§ Excerpted data
- - - - -

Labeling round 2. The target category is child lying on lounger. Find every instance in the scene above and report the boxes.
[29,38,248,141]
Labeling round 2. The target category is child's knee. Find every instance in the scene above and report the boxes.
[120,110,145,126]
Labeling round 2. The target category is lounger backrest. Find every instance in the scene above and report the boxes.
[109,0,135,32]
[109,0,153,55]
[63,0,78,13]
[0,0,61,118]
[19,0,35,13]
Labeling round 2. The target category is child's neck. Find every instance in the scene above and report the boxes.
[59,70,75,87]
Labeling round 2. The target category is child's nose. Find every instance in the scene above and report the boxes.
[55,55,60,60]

- - - - -

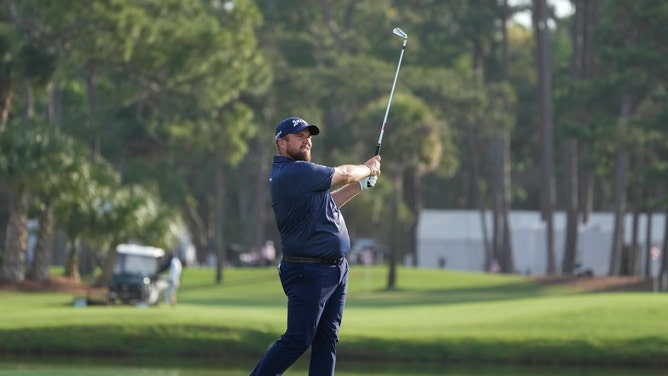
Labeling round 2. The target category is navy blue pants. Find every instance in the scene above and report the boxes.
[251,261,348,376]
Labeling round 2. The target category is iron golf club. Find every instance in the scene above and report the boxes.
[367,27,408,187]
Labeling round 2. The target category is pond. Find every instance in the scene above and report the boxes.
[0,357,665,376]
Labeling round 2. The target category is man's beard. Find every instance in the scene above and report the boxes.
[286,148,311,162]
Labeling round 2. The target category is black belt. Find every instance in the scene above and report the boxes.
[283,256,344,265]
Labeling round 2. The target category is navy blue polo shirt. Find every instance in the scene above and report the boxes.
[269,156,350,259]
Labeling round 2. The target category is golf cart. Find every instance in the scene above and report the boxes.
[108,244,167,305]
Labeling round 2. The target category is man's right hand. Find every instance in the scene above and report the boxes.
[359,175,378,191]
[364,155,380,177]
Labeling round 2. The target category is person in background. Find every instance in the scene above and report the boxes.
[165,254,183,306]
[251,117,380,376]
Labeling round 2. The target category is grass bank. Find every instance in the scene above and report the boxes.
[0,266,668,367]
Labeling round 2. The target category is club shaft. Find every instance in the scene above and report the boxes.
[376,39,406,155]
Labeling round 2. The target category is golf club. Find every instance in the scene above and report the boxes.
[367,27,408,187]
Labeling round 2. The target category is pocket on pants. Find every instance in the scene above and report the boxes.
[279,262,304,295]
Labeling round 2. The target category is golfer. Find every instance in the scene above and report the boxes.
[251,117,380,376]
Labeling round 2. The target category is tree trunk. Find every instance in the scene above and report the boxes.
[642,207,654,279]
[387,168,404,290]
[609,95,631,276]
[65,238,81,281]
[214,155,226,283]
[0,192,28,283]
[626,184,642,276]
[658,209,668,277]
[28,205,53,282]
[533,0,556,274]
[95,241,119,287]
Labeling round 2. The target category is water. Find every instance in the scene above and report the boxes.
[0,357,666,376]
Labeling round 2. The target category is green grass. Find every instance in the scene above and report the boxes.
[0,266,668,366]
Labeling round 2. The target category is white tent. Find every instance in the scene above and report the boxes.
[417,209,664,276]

- - - - -

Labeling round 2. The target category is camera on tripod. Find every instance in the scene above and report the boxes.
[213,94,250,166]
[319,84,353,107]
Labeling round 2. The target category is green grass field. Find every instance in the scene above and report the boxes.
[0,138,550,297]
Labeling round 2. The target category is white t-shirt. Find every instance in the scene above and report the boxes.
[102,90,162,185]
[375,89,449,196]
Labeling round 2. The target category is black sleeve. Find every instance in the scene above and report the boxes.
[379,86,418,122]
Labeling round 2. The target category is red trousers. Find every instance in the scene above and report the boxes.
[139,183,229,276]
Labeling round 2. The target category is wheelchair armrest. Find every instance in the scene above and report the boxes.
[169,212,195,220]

- - - - -

§ Work instructions
Rewrite the entries from the line containing "Labeling round 2. The target category is golfer." through the line containing "[95,241,119,287]" as a two-column CSV with the header instruction,boxes. Give one row per entry, putting its text and its answer each in a single quoted field and replacing line breaks with spaces.

§ Task result
instruction,boxes
"Labeling round 2. The target category is golfer. Find every instance in the scene above and report the boxes.","[251,117,380,376]"
"Labeling round 2. The target category is tree trunk. Find every instance in the scene above and report the boxes.","[642,207,654,279] [387,168,404,290] [609,95,631,276] [65,238,81,281] [214,155,226,283] [0,192,28,283] [626,184,642,276] [658,209,668,277] [28,205,53,282] [533,0,556,274] [95,241,119,287]"